*Extrait*:
↓↓↓

Les pages déchirées

En apprenant que quelqu’un avait autant appréciée la revue - sans qu’on lui ait rien expliqué -, cela m’a donné envie de pleurer, comme si j’étais dans le désert, assoiffée, et que j’avais trouvé une source

Je suis dentiste. En décembre dernier, j’ai anesthésié une patiente et lui ai donné la revue de CL à lire en attendant que l’anesthésique agisse. Comme elle n’avait pas eu le temps de finir un article, je lui ai prêté la revue. Après les vacances de Noël, je l’appelle pour lui confirmer un rendez-vous et lui demande de me rapporter la revue. Elle me la rapporte dans un sachet et me dit toute gênée : « Il est arrivé quelque chose de terrible ! » Elle me montre que la couverture de la revue est tachée de peinture noire, en expliquant : « Mon mari a lu la revue pendant qu’il était en train de repeindre la voiture » et elle ajoute : « Ce n’est pas le pire… Il a déchiré quelques pages d’un article qu’il avait aimé, pour les montrer à un ami ! »
Je sais que la revue est bonne mais, en apprenant que quelqu’un l’avait autant appréciée - sans qu’on lui ait rien expliqué -, cela m’a donné envie de pleurer, comme si j’étais dans le désert, assoiffée, et que j’avais trouvé une source. Je l’ai embrassée, je lui ai dit que son mari était un homme intelligent et qu’elle pouvait garder la revue… enfin, ce qu’il en restait ! Mais je lui ai demandé quel article lui avait plu à ce point (je m’étais aperçue qu’il manquait des pages de la présentation du livre de Carrón aux États-Unis). Elle m’a répondu que tout lui avait plu, du début à la fin : « Mon mari voudrait savoir où il peut acheter la revue, ici au Mexique ». Elle avait déjà consulté internet pour s’informer. Je lui ai dit que l’on devait s’abonner et, lors du rendez-vous suivant, elle m’a apporté le montant de l’abonnement.

↑↑↑

*Données à examiner*:
↓↓↓

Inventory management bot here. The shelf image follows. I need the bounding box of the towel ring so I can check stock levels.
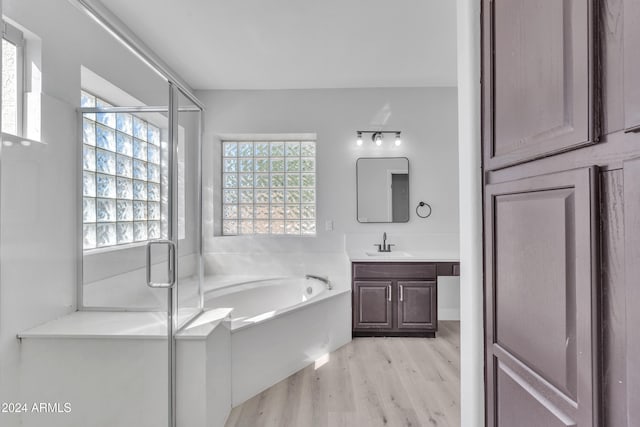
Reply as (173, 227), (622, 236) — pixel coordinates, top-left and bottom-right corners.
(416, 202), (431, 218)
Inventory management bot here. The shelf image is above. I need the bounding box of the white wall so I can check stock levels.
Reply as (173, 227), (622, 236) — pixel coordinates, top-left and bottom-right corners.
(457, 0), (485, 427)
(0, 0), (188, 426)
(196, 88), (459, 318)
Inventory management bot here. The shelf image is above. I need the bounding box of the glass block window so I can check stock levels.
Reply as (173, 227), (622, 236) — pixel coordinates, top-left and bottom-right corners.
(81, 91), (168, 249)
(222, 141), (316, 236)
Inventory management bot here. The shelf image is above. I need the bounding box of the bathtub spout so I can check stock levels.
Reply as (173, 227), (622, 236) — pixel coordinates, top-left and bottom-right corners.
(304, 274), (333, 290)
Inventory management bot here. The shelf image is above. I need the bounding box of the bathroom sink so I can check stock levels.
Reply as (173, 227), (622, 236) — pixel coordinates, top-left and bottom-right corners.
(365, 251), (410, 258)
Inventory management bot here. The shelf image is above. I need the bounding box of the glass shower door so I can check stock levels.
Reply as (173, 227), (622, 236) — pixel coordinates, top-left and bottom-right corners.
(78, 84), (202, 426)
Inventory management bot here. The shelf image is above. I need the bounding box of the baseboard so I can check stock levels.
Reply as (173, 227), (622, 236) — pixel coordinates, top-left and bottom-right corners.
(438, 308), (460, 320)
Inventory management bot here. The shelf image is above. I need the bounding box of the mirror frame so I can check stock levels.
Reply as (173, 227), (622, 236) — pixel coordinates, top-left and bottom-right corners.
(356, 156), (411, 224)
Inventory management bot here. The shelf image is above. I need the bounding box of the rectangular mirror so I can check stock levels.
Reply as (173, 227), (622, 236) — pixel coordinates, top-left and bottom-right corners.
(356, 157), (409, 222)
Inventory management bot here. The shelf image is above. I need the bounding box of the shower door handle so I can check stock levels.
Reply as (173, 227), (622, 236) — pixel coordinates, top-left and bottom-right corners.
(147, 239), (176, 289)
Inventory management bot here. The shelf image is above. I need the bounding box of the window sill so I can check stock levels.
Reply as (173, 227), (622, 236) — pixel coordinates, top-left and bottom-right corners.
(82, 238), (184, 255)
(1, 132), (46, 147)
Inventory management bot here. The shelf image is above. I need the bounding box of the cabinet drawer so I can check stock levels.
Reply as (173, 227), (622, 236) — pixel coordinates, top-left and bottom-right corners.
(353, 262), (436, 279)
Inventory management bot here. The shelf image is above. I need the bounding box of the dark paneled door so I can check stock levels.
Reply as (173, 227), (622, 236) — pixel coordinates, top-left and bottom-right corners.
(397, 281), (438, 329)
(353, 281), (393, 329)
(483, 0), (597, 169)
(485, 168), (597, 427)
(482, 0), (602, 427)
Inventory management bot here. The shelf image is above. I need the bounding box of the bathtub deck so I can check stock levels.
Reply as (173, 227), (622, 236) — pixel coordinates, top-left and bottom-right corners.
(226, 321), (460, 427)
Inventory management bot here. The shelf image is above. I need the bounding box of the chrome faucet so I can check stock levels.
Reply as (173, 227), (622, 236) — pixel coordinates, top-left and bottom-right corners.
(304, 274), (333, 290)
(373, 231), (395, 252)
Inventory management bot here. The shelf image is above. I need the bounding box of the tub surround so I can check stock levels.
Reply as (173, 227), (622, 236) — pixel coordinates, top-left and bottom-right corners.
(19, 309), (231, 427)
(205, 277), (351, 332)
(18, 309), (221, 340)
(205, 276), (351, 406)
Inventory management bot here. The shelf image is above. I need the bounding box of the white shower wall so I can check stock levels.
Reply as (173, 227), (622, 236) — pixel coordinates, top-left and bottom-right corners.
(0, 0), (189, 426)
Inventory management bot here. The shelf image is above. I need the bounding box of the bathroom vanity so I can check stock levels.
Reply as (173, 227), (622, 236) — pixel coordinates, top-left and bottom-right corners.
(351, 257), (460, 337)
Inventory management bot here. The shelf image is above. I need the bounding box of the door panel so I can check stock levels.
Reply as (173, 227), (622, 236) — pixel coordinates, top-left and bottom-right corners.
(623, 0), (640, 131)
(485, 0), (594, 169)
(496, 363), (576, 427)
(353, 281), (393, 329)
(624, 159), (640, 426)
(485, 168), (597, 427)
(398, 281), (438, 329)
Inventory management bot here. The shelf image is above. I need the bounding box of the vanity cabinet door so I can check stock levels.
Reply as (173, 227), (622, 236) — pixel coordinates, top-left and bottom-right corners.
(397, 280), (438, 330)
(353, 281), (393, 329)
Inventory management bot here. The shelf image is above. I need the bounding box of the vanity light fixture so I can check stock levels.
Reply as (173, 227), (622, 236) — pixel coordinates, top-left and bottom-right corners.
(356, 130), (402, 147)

↑↑↑
↓↓↓

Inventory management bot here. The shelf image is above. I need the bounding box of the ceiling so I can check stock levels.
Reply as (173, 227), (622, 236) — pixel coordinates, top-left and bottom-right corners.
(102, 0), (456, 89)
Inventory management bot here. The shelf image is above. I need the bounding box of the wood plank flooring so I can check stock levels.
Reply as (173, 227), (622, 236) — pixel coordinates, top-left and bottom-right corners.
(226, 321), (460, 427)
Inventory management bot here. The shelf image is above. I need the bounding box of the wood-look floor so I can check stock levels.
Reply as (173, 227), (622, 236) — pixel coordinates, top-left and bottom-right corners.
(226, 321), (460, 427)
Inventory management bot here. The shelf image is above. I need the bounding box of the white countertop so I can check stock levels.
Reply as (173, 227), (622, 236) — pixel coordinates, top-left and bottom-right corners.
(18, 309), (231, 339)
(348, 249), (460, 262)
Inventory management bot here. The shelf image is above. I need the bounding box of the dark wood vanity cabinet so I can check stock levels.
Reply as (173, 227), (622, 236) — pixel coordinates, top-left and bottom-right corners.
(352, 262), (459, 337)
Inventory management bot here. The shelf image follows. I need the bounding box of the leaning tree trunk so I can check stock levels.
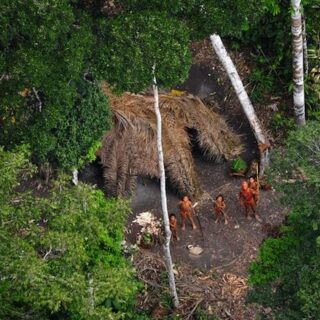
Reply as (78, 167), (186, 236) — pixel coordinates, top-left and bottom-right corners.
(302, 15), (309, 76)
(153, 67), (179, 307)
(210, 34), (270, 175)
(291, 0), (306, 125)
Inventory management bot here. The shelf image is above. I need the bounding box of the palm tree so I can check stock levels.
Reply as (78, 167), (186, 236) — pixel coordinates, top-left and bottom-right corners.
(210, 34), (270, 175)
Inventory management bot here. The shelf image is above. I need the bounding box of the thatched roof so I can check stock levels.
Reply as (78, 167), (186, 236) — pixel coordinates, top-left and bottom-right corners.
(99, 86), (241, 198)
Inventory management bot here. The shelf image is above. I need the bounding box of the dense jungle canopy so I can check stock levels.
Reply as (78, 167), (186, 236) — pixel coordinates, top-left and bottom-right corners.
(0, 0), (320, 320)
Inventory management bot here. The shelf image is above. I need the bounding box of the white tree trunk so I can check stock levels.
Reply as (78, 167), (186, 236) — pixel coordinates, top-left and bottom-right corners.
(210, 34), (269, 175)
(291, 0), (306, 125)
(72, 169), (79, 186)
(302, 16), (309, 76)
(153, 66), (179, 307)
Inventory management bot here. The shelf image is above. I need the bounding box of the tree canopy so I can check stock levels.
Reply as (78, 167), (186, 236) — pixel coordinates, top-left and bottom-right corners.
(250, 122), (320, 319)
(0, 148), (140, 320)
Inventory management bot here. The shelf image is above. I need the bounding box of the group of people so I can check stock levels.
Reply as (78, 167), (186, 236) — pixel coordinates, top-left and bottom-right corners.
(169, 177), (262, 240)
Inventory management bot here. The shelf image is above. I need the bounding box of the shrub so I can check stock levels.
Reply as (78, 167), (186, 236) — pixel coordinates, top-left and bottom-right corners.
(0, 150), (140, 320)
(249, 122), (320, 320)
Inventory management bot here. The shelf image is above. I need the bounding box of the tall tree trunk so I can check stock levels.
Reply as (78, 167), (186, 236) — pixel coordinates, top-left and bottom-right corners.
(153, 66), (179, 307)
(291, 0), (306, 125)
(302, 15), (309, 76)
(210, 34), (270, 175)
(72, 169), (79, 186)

↑↑↑

Relevez dans l'extrait le passage qui commence par « Je sais que » et se poursuit jusqu'à « montant de l’abonnement. ». Recopiez-le sans rien modifier.

Je sais que la revue est bonne mais, en apprenant que quelqu’un l’avait autant appréciée - sans qu’on lui ait rien expliqué -, cela m’a donné envie de pleurer, comme si j’étais dans le désert, assoiffée, et que j’avais trouvé une source. Je l’ai embrassée, je lui ai dit que son mari était un homme intelligent et qu’elle pouvait garder la revue… enfin, ce qu’il en restait ! Mais je lui ai demandé quel article lui avait plu à ce point (je m’étais aperçue qu’il manquait des pages de la présentation du livre de Carrón aux États-Unis). Elle m’a répondu que tout lui avait plu, du début à la fin : « Mon mari voudrait savoir où il peut acheter la revue, ici au Mexique ». Elle avait déjà consulté internet pour s’informer. Je lui ai dit que l’on devait s’abonner et, lors du rendez-vous suivant, elle m’a apporté le montant de l’abonnement.